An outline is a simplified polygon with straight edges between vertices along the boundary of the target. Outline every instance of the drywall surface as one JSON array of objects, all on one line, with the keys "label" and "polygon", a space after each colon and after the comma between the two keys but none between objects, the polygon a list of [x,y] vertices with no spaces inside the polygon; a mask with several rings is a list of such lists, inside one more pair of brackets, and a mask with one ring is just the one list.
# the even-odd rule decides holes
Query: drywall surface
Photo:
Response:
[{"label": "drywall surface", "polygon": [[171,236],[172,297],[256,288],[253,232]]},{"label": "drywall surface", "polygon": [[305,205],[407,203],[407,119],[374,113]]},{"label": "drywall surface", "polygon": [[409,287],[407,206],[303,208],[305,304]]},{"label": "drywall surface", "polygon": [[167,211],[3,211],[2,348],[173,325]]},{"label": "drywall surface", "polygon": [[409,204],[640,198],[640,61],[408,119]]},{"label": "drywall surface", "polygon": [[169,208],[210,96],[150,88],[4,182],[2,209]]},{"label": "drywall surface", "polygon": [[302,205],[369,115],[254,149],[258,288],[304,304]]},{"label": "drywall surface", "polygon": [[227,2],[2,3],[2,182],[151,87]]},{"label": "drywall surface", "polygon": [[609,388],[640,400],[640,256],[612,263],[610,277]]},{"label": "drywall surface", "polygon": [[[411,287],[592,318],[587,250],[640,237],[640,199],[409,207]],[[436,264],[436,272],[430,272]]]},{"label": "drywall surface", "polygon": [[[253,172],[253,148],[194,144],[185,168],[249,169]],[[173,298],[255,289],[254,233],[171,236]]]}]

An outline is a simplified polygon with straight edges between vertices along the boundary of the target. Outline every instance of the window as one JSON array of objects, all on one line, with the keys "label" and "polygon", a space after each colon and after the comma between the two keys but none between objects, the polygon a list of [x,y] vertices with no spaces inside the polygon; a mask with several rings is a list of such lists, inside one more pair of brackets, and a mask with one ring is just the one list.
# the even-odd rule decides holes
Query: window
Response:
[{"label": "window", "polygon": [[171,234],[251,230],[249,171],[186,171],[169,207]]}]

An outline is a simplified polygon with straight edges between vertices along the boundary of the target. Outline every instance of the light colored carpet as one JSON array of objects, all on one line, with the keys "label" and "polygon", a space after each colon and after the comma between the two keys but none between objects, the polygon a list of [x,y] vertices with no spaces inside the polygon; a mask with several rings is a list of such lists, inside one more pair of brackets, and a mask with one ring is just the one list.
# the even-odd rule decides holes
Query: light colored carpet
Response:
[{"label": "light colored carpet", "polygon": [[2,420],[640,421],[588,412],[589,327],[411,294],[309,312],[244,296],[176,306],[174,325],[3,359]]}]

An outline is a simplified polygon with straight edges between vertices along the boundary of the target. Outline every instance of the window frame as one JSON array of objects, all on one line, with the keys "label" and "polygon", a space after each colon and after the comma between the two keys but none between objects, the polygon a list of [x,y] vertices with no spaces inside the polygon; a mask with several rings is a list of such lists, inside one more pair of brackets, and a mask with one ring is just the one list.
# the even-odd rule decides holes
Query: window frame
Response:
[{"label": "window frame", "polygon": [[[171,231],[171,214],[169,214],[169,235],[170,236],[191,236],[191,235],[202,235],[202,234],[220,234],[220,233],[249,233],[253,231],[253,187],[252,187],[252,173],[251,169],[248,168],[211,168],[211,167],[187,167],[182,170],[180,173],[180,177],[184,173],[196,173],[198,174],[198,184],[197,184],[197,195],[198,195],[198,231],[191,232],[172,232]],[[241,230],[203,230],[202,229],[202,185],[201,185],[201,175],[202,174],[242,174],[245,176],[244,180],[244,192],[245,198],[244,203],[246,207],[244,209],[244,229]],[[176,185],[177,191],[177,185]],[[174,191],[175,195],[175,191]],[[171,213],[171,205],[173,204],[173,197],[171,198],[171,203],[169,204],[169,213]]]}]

────────────────────────────────────────

_Written exercise_
Update the data from the line containing "the window frame" through the end of the data, inclusive, by replacing "simplified polygon" with "straight-edged polygon". Reproduce only those lines, with nothing else changed.

_Solution below_
An outline is a straight-edged polygon with straight edges between vertices along the boundary of the target. Outline every instance of the window frame as one JSON array of objects, all on one line, with the keys "label" and "polygon", a space after each colon and after the comma between the two keys but none between objects, the polygon a list of [x,y] vertices with no spaces inside the polygon; a mask with several rings is a list of such lists, inside one more pair of brackets, and a mask with one ring is just the one list.
# the even-odd rule decides holes
Query: window frame
Response:
[{"label": "window frame", "polygon": [[[171,231],[171,214],[169,214],[169,235],[170,236],[191,236],[191,235],[202,235],[202,234],[220,234],[220,233],[249,233],[253,231],[253,187],[252,187],[252,173],[251,169],[248,168],[211,168],[211,167],[187,167],[182,170],[180,173],[180,177],[184,173],[196,173],[198,174],[198,184],[197,184],[197,195],[198,195],[198,231],[191,232],[172,232]],[[241,230],[203,230],[202,229],[202,185],[201,185],[201,175],[202,174],[242,174],[245,176],[244,180],[244,192],[245,198],[244,203],[246,207],[244,209],[244,229]],[[176,185],[177,191],[177,185]],[[174,191],[175,195],[175,191]],[[171,213],[171,205],[173,204],[173,197],[171,198],[171,203],[169,204],[169,213]]]}]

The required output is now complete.